● Goal
Gather every line of the records below that contains the word "Query".

======== Extracted entries

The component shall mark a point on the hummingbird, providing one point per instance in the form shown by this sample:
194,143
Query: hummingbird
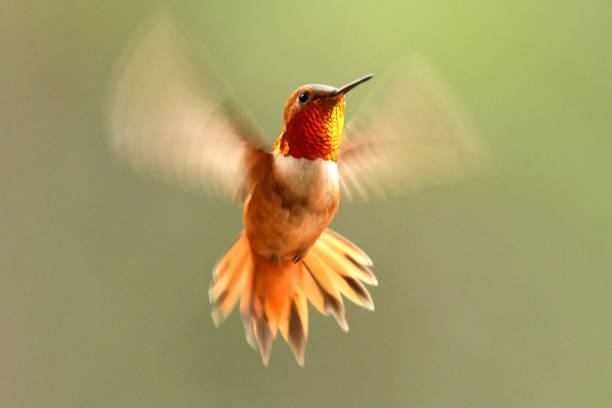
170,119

================
======== Extracted entries

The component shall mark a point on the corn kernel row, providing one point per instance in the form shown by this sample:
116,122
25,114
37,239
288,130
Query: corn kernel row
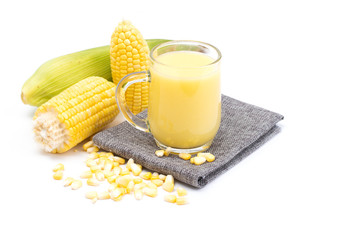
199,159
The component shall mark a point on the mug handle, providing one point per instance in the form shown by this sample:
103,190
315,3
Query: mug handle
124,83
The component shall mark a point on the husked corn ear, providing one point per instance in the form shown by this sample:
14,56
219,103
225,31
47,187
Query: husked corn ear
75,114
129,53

================

● Exercise response
Query: hummingbird
Query: corn kernel row
Query: mug handle
Query: husked corn ear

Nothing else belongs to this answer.